— start of SUPPLIED INFORMATION —
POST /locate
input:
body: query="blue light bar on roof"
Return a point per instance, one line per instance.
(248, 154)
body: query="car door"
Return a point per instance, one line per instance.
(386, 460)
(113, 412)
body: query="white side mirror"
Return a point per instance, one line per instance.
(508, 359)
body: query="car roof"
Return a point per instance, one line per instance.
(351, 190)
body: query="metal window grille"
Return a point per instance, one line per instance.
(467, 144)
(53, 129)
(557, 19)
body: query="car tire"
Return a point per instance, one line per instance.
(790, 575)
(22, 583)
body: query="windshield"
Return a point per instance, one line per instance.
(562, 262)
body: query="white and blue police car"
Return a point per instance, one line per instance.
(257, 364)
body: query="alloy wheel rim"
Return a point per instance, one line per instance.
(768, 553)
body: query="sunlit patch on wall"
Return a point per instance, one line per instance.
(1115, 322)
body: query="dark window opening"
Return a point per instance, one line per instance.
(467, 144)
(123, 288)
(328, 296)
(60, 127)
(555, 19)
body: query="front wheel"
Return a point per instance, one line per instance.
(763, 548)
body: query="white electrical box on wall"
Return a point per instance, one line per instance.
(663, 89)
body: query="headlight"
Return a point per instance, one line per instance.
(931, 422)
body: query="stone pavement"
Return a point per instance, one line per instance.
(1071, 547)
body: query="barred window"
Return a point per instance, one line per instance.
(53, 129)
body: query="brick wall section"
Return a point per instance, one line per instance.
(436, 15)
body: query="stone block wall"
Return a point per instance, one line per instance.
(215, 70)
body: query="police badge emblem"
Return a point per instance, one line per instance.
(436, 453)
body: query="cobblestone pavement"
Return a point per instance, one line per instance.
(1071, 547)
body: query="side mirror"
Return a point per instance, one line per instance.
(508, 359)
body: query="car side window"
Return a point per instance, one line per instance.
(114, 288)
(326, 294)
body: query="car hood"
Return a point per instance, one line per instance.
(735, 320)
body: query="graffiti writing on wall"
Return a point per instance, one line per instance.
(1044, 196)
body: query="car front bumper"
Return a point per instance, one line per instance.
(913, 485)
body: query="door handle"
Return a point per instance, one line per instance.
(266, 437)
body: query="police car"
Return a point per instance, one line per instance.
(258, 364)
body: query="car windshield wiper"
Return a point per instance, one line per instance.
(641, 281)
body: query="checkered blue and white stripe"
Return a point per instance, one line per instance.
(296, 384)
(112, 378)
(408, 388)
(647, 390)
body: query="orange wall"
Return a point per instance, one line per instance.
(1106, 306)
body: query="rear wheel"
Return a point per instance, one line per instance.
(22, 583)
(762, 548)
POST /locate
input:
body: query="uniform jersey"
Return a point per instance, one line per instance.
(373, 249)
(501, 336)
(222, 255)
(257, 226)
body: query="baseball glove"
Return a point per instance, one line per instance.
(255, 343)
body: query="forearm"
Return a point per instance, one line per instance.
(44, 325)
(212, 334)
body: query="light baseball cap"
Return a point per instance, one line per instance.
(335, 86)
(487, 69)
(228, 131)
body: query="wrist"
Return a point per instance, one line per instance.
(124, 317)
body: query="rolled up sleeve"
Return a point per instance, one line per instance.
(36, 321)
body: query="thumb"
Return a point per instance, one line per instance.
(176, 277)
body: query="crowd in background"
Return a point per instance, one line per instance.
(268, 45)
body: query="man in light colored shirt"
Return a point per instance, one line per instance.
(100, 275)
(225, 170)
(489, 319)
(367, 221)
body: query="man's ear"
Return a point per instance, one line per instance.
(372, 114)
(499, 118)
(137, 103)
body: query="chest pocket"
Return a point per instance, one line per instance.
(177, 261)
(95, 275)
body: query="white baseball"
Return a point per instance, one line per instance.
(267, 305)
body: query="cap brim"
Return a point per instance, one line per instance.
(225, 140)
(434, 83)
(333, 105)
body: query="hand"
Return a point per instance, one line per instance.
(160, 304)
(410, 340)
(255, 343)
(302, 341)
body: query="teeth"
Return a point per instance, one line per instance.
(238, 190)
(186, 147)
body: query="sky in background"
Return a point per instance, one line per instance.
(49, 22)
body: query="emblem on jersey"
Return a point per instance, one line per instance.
— end of SUPPLIED INFORMATION —
GOAL: Provide an exact reproduction of all the entries shown above.

EXERCISE SOLUTION:
POST /locate
input:
body: query="blue light bar on roof"
Return a point per instance, one line per instance.
(248, 154)
body: query="car door"
Return a point per instance, one line per instance.
(386, 460)
(113, 412)
body: query="white side mirror"
Return a point per instance, one line per instance.
(508, 359)
body: query="car roof"
Return a point per instance, one line per instance.
(351, 190)
body: query="metal window grille"
Return a point per instance, one line per instance.
(467, 144)
(53, 129)
(557, 19)
body: query="car tire"
Return a point per instance, one line per instance.
(790, 575)
(22, 583)
body: query="windshield"
Return a point per instance, one line per instance.
(562, 262)
body: query="white and blue police car"
Return a point per instance, one line per instance.
(257, 364)
body: query="alloy wheel rim"
Return a point per instance, one line per instance.
(768, 553)
body: query="sunlit patch on wall"
Return a point per instance, one line per instance.
(1115, 322)
body: query="dark window opening"
Return a point per instance, one line per instance.
(467, 144)
(123, 288)
(328, 296)
(60, 127)
(555, 19)
body: query="front wheel"
Return a point per instance, one line per instance.
(763, 548)
body: query="white electrical box on wall"
Return a point per instance, one line per instance.
(663, 89)
body: query="headlight"
Return a point per instance, one line per instance.
(931, 422)
body: query="stone pavement"
Return a point per instance, one line per instance.
(1071, 547)
body: query="barred window"
Return a point per instance, one line per instance.
(53, 129)
body: query="brick wall section"
Return a point per instance, one line per instance.
(436, 15)
body: query="stone block wall"
Return a point per instance, one line per instance.
(215, 70)
body: query="police badge emblem"
Return a point per instance, one line per instance.
(436, 453)
body: query="cobblestone pavement"
Return a point per instance, one line per instance.
(1071, 547)
body: query="side mirror"
Return a point per instance, one line per instance.
(508, 359)
body: query="car side window"
Return a point per instance, one line per instance.
(114, 288)
(326, 294)
body: query="car hood"
Return a point per instance, one line per instance.
(735, 320)
body: query="graffiti writing on wall"
Return a point per instance, one line per instance.
(1044, 196)
body: query="car front bumper"
Return a point per instance, one line per instance.
(913, 485)
body: query="door handle"
Return a point per instance, one line per instance.
(266, 437)
body: query="police car"
Return a point per instance, one line per instance.
(258, 364)
body: query="car windshield wiper"
Return a point per instance, one line per instance.
(641, 281)
body: query="checkered blue and white stripe"
Return a point per instance, one line per instance.
(296, 384)
(112, 378)
(408, 388)
(647, 390)
body: query="orange wall"
Return a point per instance, one line per instance.
(1106, 306)
body: query="rear wheel"
Return a point per instance, one line per instance.
(22, 583)
(762, 548)
POST /locate
input:
body: query="uniform jersey"
Return a point per instance, one line per instance.
(373, 249)
(501, 336)
(222, 255)
(257, 226)
body: query="baseball glove"
Return a point per instance, one line per instance.
(255, 343)
body: query="forearm"
Return a point per instance, one line per instance.
(44, 325)
(212, 334)
body: query="light baseball cap"
Return a point per instance, one line per instance.
(335, 86)
(487, 69)
(228, 131)
body: query="wrist"
Return a point per instance, one line per instance.
(124, 317)
body: query="rolled up sleeve"
Return a point per instance, one line per instance.
(36, 321)
body: query="thumb"
Return a point per instance, one line per instance.
(176, 277)
body: query="crowd in background"
Return a point per instance, one line per instance.
(268, 45)
body: query="man in light colored shirt"
Return a point per instance, one line per instance.
(100, 275)
(225, 170)
(489, 319)
(367, 221)
body: query="man's ear"
Return a point per instance, one line per instance.
(372, 114)
(499, 118)
(137, 103)
body: query="chest pocket"
Return a point per instance, one line per instance.
(177, 261)
(95, 275)
body: query="white baseball"
Return a point per instance, one line per instance.
(267, 305)
body: query="cap brim"
Return a point per instance, one line per instance.
(225, 140)
(434, 83)
(333, 105)
body: query="hand"
Return a point per instance, one line per instance.
(160, 304)
(410, 340)
(255, 343)
(302, 341)
body: query="teeth"
Return a point per instance, one line per instance.
(238, 190)
(186, 147)
body: query="sky in background"
Return a point per instance, one line per instance.
(49, 22)
body: query="emblem on jersey"
Return a point per instance, one line per instance.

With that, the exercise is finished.